===== SELECTED PASSAGE

# TWITTER



## TURTLEGIRL73 (Mar 6, 2009)

Anyone have a twitter?.

Keep up with other tortoise/ turtle people


----------



## Yvonne G (Mar 6, 2009)

Never heard of it before...learn something new every day.

Yvonne


----------



## Barry (Mar 6, 2009)

what is twitter used for??


----------



## jtpaintball5 (Mar 6, 2009)

I have a Twitter account... Here is a link to their website. http://twitter.com/ Its like myspace and facebook except you can constantly update your current activities to keep other people informed what you're doing 24/7. Its a nice networking tool. 
-J


----------



## TURTLEGIRL73 (Mar 7, 2009)

My twitter is turtlegirl73 - I have many links for my torti pictures


----------



## Barry (Mar 7, 2009)

what else can you do on it?? it is something for a blackberry or something like that?


----------



## TURTLEGIRL73 (Mar 8, 2009)

You can use it on your pc or your iphone or any other mobile device that can connect to the internet. I've noticed a few people have become part of my twitter.

www.twitter.com

turtlegirl73


----------



## Barry (Mar 11, 2009)

ha, I got an account, but nobody I know is on there!!! now what??


----------



## jorrow (Mar 11, 2009)

Me to lol


----------



## TURTLEGIRL73 (Mar 11, 2009)

Jorrow if you send me a request I will add you.


----------



## jorrow (Mar 11, 2009)

i would i think im allready sick of twitter though it to complicated for my simple mind lol I may try to figure it out again though... I try to do that following thing on yours but it says im blocked.... I'll probally just stick to myspace lol


----------



## Barry (Mar 11, 2009)

so it is like facebook and myspace, you have to asked to be added??


----------



## nrfitchett4 (Mar 11, 2009)

why would anyone need to know what I am doing 24/7?? I have had a myspace account for 2 years that I never check (my wife set it up), don't email people very often. Guess I'm just behind the times.


----------



## jorrow (Mar 11, 2009)

Barry said:


> ha, I got an account, but nobody I know is on there!!! now what??



Yea from what i can tell it is just alot more complicated and its a much better way of networking.... I usually get used to something like myspace, and its real hard for me understand different things like twitter or even facebook lol sorry i meant to reply to your other thread lol Im that computer illiterate lol


----------



## Josh (Apr 8, 2009)

turtlegirl, i'm late to the game, but i added you. anyone else on twitter? add me, im 'jbarraza'


----------



## Laura (Apr 9, 2009)

Isnt it like Texting or instant messaging? But you can do so and see lots of others as well? 
Is a twitter account like facebook? games and all sorts of stuff, some not so fun.. or is it Just messaging?


----------



## Josh (Apr 14, 2009)

you can also follow twitter.com/tortoiseforum for site info...


----------



## Yvonne G (Apr 14, 2009)

Josh said:


> you can also follow twitter.com/tortoiseforum for site info...

==========

**THE PROBLEM**
In the forum thread about Twitter, what username does Josh ask people to add?

===== EXTRACTED MATERIAL

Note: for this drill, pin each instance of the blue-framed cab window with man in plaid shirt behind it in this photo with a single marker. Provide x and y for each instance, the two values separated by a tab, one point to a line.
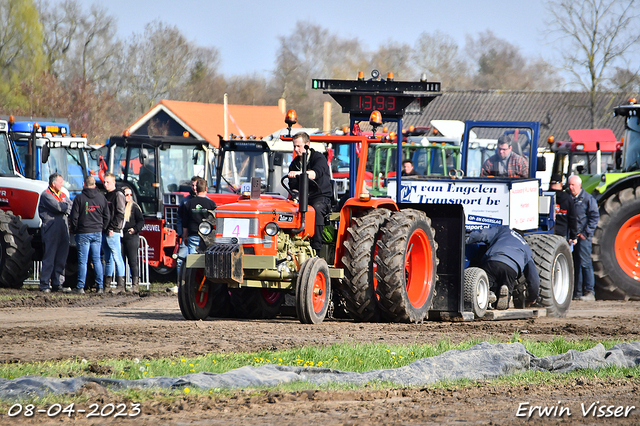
499	152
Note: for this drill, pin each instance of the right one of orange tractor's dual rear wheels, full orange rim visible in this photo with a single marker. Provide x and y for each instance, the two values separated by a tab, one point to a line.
406	266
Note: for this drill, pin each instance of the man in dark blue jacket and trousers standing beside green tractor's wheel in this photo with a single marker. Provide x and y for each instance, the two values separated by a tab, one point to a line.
587	216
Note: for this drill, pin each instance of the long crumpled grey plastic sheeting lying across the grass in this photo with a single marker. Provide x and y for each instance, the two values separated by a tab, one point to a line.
482	361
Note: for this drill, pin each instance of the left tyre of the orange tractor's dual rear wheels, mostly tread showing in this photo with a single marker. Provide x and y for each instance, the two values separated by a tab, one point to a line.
359	289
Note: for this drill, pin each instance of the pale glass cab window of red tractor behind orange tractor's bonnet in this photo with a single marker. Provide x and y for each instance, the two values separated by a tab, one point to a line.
179	164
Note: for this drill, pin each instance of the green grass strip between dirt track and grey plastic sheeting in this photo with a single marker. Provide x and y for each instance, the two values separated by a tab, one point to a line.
355	357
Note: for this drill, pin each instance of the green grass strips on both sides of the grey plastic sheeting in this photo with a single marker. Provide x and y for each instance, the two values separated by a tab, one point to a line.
343	356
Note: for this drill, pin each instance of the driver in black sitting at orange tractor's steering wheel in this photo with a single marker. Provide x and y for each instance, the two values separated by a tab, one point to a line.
320	189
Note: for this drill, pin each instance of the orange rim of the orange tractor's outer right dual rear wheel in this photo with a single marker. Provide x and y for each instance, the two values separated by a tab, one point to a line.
418	268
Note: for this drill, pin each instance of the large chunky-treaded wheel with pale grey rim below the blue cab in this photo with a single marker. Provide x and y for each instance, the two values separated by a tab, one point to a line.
552	256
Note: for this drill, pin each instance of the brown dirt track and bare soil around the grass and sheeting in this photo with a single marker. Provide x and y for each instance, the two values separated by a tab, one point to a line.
53	327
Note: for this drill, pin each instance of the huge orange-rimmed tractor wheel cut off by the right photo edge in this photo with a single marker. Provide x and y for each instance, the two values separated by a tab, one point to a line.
616	246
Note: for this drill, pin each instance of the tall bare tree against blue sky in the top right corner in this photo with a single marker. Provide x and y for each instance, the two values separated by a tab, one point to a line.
596	35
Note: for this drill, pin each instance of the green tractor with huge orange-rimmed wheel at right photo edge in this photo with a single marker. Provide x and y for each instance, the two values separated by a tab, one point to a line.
616	241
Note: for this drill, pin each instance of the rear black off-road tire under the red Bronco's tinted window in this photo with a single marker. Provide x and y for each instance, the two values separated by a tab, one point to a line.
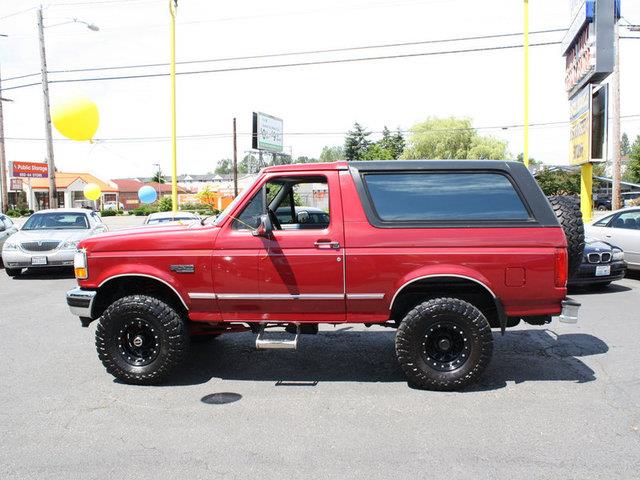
414	332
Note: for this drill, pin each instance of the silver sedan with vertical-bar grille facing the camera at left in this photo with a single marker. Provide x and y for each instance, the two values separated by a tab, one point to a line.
49	238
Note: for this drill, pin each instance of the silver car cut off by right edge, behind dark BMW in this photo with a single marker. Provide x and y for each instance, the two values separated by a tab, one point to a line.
622	229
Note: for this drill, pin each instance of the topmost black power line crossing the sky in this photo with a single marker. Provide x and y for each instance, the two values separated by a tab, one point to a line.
302	52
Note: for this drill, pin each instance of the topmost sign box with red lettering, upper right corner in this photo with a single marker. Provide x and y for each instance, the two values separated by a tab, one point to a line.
588	45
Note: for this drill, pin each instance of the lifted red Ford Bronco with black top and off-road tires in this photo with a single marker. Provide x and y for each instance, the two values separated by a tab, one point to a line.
444	251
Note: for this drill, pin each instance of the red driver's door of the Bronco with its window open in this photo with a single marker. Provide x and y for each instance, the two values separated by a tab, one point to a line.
302	269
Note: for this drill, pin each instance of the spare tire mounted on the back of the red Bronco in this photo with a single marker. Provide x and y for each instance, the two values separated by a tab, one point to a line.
567	210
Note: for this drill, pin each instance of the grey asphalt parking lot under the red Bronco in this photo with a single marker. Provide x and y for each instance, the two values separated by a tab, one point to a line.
561	401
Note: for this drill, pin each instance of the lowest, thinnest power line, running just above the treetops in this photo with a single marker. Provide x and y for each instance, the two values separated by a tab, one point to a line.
208	136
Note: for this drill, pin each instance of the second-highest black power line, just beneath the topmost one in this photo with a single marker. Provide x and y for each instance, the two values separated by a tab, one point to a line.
293	64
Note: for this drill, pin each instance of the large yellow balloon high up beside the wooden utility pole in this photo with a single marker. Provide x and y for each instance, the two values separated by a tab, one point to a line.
76	118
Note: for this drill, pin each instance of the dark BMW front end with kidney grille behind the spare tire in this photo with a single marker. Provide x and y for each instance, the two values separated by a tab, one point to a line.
602	263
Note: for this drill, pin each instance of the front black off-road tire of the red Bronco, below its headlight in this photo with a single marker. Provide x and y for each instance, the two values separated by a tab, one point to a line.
168	328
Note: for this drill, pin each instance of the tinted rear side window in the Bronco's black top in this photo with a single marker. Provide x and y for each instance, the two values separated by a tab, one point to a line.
442	197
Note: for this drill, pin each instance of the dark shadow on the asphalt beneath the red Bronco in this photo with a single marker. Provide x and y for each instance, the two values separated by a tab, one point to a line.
369	356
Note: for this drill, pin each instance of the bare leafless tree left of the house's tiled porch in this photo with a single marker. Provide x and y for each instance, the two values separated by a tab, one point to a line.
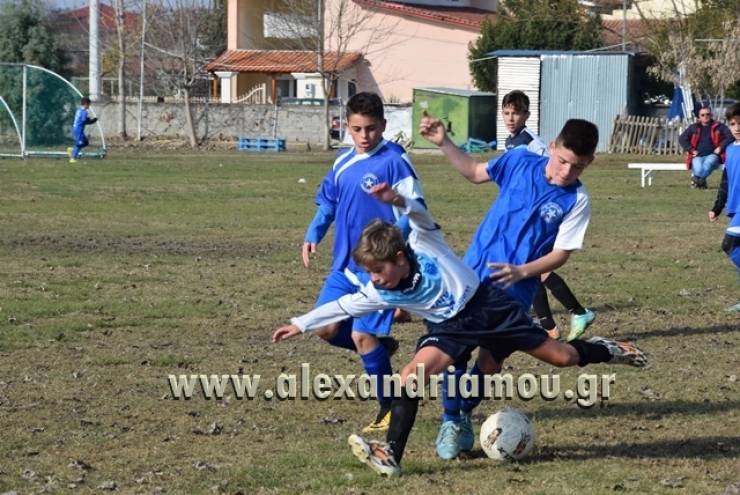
179	36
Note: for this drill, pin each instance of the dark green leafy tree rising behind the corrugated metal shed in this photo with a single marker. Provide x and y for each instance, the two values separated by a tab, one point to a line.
534	25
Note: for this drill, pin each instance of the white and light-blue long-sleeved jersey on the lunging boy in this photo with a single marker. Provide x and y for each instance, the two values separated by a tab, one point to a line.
441	286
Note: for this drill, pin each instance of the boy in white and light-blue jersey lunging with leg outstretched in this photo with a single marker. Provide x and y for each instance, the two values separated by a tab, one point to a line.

==========

**RESPONSE TO THE TASK**
jbarraza